• **What is needed**:
In the listing below, please print the line that contains "A note to the class: find the stone" and every line that follows it, exactly.

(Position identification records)
*****

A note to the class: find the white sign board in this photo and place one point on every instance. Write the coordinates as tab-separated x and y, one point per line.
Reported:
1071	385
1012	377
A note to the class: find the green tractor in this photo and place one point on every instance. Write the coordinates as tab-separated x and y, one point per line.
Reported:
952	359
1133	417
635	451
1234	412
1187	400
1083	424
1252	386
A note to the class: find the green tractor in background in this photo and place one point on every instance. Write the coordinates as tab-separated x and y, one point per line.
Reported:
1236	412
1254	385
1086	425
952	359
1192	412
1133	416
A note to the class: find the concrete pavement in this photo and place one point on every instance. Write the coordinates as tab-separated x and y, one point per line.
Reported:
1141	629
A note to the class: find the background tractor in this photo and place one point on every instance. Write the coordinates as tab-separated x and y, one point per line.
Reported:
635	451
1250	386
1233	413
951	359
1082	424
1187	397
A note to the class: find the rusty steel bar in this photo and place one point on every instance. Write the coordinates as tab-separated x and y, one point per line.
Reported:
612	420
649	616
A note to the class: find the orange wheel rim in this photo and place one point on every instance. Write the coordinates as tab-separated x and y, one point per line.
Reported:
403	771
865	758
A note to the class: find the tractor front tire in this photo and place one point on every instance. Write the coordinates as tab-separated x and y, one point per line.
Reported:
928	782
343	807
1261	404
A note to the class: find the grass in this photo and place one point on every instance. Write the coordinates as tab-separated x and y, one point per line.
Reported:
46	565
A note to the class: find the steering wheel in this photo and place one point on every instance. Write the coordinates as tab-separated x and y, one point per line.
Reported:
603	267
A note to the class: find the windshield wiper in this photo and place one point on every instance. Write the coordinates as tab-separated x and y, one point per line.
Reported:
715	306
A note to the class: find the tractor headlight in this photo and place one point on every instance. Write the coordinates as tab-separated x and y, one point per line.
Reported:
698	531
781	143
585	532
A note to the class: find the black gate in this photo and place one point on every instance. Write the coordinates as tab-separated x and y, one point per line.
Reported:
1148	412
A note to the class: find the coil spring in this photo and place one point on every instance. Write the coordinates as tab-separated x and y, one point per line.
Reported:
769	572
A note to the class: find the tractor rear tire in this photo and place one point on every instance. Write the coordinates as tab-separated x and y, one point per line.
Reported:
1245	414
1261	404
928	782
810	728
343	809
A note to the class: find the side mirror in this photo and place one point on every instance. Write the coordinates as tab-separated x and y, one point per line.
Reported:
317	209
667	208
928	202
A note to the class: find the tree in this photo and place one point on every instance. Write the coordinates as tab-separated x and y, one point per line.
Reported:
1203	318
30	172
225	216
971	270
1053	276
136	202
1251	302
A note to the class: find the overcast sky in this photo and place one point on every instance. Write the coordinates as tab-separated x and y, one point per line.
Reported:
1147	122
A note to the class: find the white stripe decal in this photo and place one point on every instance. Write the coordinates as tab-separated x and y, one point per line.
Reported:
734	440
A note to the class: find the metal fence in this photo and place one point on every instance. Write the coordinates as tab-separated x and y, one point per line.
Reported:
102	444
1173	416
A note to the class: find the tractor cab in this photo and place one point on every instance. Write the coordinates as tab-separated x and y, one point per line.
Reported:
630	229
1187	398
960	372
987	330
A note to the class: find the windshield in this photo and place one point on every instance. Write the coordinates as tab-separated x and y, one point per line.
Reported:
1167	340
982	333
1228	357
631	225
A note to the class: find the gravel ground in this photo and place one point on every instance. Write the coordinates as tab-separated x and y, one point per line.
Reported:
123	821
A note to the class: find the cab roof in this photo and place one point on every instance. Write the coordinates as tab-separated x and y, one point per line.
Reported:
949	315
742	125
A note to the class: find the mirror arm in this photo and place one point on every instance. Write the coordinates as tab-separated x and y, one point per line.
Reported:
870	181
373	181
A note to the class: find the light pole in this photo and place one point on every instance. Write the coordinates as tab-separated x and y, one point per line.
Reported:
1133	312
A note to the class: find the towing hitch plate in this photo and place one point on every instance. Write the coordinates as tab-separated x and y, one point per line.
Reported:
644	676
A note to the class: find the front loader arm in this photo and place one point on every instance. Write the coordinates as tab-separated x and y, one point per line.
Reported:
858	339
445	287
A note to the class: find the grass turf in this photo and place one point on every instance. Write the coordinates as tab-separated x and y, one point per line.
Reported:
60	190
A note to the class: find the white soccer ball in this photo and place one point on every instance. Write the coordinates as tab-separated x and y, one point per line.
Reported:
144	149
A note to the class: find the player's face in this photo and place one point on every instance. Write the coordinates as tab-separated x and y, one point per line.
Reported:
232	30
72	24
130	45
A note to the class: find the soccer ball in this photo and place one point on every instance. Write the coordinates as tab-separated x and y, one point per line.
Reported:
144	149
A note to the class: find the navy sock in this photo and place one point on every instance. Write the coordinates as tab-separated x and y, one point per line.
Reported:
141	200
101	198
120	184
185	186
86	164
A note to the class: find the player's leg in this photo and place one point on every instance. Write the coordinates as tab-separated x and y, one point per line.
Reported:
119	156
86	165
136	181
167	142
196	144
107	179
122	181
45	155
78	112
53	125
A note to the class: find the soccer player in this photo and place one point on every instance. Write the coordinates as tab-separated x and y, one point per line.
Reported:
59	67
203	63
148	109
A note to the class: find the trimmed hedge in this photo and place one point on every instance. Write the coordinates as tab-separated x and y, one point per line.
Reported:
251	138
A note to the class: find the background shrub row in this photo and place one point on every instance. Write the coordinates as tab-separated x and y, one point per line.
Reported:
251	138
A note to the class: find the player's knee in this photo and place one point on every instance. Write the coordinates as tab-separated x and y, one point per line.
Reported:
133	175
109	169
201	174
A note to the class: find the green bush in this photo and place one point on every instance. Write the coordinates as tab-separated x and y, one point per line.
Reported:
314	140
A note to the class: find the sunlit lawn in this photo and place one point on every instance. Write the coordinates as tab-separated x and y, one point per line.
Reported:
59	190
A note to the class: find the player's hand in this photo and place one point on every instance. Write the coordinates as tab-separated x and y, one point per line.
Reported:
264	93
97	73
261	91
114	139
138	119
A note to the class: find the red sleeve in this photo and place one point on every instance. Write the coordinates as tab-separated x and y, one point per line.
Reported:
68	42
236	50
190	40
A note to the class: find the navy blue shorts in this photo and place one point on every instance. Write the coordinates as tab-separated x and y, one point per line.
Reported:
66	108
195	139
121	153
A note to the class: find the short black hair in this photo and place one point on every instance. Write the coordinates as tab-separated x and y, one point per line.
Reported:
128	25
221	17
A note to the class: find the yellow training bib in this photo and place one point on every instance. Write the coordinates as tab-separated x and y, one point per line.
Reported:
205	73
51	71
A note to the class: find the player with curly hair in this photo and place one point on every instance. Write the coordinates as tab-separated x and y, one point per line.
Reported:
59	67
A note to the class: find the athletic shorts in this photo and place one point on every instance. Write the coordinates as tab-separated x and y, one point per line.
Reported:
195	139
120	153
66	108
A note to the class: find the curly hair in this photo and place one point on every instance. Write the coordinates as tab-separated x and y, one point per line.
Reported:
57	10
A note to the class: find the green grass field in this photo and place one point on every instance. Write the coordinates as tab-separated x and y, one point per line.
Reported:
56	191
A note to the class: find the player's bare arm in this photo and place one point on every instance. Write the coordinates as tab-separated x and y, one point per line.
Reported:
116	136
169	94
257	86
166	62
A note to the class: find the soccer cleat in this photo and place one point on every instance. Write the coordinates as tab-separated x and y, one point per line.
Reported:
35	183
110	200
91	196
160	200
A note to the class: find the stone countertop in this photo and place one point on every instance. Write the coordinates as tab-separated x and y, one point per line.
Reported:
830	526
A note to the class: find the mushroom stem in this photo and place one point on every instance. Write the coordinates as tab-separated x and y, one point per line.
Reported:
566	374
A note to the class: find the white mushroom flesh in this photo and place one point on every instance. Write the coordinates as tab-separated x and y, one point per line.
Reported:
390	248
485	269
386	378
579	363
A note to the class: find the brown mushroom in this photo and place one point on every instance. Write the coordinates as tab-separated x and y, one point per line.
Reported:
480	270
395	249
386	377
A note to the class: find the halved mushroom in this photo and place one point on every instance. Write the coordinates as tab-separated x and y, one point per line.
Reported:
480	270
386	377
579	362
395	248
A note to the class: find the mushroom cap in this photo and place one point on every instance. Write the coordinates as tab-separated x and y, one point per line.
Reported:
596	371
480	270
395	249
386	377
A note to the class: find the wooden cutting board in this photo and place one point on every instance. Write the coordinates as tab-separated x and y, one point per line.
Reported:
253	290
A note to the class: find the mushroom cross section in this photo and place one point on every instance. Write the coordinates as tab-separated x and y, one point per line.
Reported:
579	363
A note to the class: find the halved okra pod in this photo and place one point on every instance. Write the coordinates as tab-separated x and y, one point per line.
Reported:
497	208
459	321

*****

• **Solution**:
A note to the class: find the stone countertop in this photo and place one point on every instance. Write the coordinates as tab-separated x and y, one point per line.
Reported:
830	526
A note to the class: find the mushroom stem in this photo and place one point on every instance. Write the coordinates as tab-separated x and y, one point per line.
Reported:
566	374
A note to the class: find the white mushroom flesh in this photo and place one point on every instance. Write the coordinates as tab-separated x and y, one point per line.
Reported:
390	248
485	269
386	378
579	363
A note to the class: find the brown mushroom in this photo and place one point on every instance. Write the coordinates as tab-separated x and y, one point per line.
Reported:
480	270
395	249
386	377
A note to the class: find the halved mushroom in this photo and place one point on every instance. Write the coordinates as tab-separated x and y, one point per line.
Reported:
480	270
386	377
579	362
395	248
A note to the class: find the mushroom cap in this photo and place one point on every instance. Write the coordinates as tab-separated x and y, one point per line.
Reported:
596	371
480	270
395	249
386	377
A note to the class: find the wooden cutting board in this photo and place one point on every instance. Write the coordinates as tab-separated x and y, one point per line.
Reported:
253	290
A note to the class: find the mushroom cross section in this photo and place one point on every instance. Write the coordinates as tab-separated x and y, one point per line.
Reported:
579	363
A note to the class: find the halved okra pod in this photo and place one point on every instance. Write the coordinates as tab-separated x and y, one point per line.
Reported:
497	208
459	321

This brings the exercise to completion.